> _To do_
Each line of the data below containing "tomato" needs to be listed.

══ Recorded data

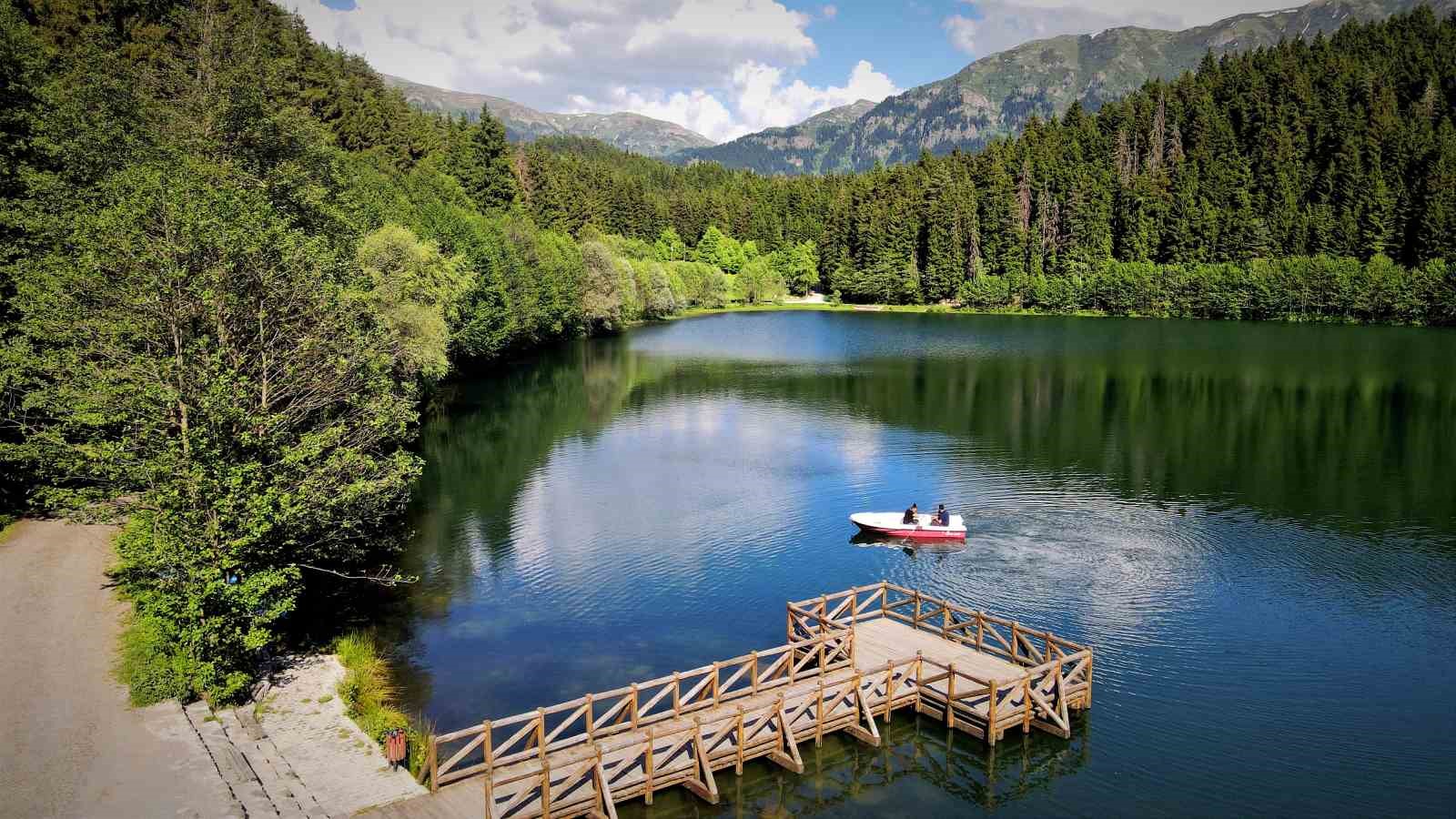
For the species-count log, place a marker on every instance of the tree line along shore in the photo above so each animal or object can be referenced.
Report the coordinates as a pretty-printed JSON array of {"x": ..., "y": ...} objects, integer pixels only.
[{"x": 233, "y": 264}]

════
══ Recorded data

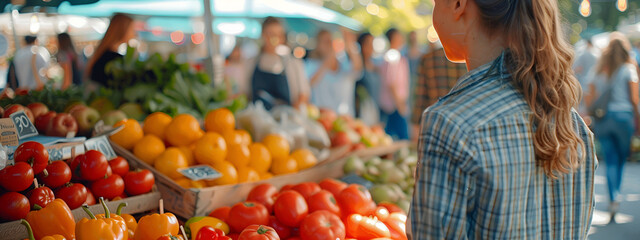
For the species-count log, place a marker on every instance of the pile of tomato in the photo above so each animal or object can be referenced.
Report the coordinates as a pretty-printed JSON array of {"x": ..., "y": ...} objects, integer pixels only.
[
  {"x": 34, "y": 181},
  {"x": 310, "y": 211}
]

════
══ Recorded data

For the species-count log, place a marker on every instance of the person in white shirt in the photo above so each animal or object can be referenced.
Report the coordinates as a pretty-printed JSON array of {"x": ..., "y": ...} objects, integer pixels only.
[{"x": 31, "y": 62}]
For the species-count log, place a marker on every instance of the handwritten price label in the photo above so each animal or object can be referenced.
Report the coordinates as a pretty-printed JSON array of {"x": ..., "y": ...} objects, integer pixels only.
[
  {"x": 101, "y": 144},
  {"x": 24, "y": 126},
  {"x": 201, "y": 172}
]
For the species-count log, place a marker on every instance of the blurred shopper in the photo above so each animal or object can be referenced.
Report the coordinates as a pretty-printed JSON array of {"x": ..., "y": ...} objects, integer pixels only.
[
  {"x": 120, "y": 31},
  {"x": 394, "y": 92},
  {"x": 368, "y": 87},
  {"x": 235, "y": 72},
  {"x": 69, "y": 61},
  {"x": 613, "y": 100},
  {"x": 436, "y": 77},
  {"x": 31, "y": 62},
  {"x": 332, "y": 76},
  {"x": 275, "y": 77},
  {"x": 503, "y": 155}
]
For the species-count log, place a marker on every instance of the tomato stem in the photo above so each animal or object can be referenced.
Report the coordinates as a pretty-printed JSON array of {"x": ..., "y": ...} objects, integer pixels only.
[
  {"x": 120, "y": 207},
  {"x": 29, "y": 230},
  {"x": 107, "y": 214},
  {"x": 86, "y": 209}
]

════

> _Answer below_
For the species-count log, place a marker on every instance of the pile of tomato in the photo above so each animal or object can be referenced.
For the species-count log, place a marker on every instance of the tomato stem in the photo above so each animal or object can be referenced.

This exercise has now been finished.